Verification: Reading Simulations
Finding bugs in code
Mux
原題:Mux
Debug 題型的重點是先對照 interface 與波形。本題需要把 output 改成 8 bit,並可用三元運算子簡化 mux。
Verilog
module top_module (
input sel,
input [7:0] a,
input [7:0] b,
output [7:0] out
);
assign out = sel ? a : b;
endmodule
NAND
原題:NAND
NAND 可以由 AND 後接 NOT 完成。使用 submodule 時,port mapping 要嘛照順序,要嘛明確用名稱連接。
Verilog
module top_module (
input a,
input b,
input c,
output out
);
wire out_inv;
andgate inst1 (
.out(out_inv),
.a(a),
.b(b),
.c(c),
.d(1'b1),
.e(1'b1)
);
assign out = ~out_inv;
endmodule
Mux(2)
原題:Mux(2)
問題在於 wire 沒宣告成 vector、sel 連接錯誤,以及變數重複命名。
Verilog
module top_module (
input [1:0] sel,
input [7:0] a,
input [7:0] b,
input [7:0] c,
input [7:0] d,
output [7:0] out
);
wire [7:0] mux0;
wire [7:0] mux1;
mux2 mux_0 (sel[0], a, b, mux0);
mux2 mux_1 (sel[0], c, d, mux1);
mux2 mux_2 (sel[1], mux0, mux1, out);
endmodule
Add/sub
原題:Add/sub
問題在於混淆 logical NOT 與 bitwise NOT,且缺少 else 會推導出 latch。

題目要求 1 ▸ 請照原樣重抄清單，從清單開頭開始，到含有「POLYGON ((134 64, 134」的那一行為止，頭尾兩行都要包括。答案裡不要放圖片。
上面的網頁和下面的清單沒有關係。

清單 ▸
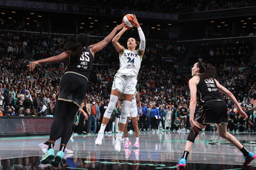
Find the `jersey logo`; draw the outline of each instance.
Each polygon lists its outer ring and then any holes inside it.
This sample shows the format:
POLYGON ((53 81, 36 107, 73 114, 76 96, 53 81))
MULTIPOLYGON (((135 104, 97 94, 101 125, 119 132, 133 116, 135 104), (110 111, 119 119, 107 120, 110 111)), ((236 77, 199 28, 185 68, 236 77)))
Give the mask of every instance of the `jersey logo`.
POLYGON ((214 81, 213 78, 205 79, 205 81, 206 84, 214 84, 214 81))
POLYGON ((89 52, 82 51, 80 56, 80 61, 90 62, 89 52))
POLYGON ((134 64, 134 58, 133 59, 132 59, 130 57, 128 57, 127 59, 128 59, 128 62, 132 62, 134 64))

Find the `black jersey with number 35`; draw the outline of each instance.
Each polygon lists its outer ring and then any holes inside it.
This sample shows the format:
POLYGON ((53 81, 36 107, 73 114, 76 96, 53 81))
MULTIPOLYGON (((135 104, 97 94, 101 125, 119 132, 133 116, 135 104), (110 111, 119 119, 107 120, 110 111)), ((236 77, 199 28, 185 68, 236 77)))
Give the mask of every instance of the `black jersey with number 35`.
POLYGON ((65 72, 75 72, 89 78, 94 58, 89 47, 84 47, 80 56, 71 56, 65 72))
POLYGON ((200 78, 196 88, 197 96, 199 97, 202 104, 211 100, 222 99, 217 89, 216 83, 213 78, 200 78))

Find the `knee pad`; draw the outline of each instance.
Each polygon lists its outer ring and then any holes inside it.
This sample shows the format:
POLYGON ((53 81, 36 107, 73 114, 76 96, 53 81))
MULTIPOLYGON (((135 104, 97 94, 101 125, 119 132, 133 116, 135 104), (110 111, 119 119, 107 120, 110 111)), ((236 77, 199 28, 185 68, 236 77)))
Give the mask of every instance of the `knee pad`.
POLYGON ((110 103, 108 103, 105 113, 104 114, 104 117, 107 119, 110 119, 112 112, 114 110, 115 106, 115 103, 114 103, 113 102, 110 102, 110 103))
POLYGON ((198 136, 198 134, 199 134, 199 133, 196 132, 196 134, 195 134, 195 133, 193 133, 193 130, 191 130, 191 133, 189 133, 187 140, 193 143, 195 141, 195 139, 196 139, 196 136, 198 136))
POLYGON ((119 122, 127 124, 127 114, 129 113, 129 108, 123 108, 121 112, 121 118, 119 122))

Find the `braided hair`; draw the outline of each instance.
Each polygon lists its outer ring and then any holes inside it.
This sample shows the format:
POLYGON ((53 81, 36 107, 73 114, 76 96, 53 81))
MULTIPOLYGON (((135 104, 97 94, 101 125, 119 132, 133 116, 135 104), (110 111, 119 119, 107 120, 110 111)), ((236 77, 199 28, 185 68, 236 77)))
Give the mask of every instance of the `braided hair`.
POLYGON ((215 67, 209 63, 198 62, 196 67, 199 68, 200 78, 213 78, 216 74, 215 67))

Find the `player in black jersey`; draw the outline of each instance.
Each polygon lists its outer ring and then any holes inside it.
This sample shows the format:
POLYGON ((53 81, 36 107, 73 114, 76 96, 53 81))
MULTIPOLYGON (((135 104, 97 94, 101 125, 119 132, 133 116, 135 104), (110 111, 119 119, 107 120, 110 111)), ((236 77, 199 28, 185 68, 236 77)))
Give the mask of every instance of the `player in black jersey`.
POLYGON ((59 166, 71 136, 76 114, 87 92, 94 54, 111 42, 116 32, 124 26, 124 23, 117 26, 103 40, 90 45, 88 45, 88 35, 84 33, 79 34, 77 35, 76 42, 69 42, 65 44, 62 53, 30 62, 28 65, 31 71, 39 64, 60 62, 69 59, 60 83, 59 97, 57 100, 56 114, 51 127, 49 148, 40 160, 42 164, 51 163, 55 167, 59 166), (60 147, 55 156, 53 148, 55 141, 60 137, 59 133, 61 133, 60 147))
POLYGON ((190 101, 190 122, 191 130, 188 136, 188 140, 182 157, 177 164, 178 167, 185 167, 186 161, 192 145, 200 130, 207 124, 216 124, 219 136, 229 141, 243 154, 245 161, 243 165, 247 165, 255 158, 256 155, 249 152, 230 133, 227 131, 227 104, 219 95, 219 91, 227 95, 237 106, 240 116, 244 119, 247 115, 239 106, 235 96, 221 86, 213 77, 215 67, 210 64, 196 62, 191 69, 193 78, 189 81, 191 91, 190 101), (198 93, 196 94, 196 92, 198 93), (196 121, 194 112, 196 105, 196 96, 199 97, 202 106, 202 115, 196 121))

題目要求 2 ▸
請根據網頁回答：
(a) 在 Mux 這一題中，output 要改成幾 bit？
(b) NAND 可以用什麼方式完成？
(c) 在 Add/sub 這一題中，缺少 else 會推導出什麼？

參考答案 1 ▸
Find the `jersey logo`; draw the outline of each instance.
Each polygon lists its outer ring and then any holes inside it.
This sample shows the format:
POLYGON ((53 81, 36 107, 73 114, 76 96, 53 81))
MULTIPOLYGON (((135 104, 97 94, 101 125, 119 132, 133 116, 135 104), (110 111, 119 119, 107 120, 110 111)), ((236 77, 199 28, 185 68, 236 77)))
Give the mask of every instance of the `jersey logo`.
POLYGON ((214 81, 213 78, 205 79, 205 81, 206 84, 214 84, 214 81))
POLYGON ((89 52, 82 51, 80 56, 80 61, 90 62, 89 52))
POLYGON ((134 64, 134 58, 133 59, 132 59, 130 57, 128 57, 127 59, 128 59, 128 62, 132 62, 134 64))

參考答案 2 ▸
(a) 8 bit
(b) 由 AND 後接 NOT 完成
(c) latch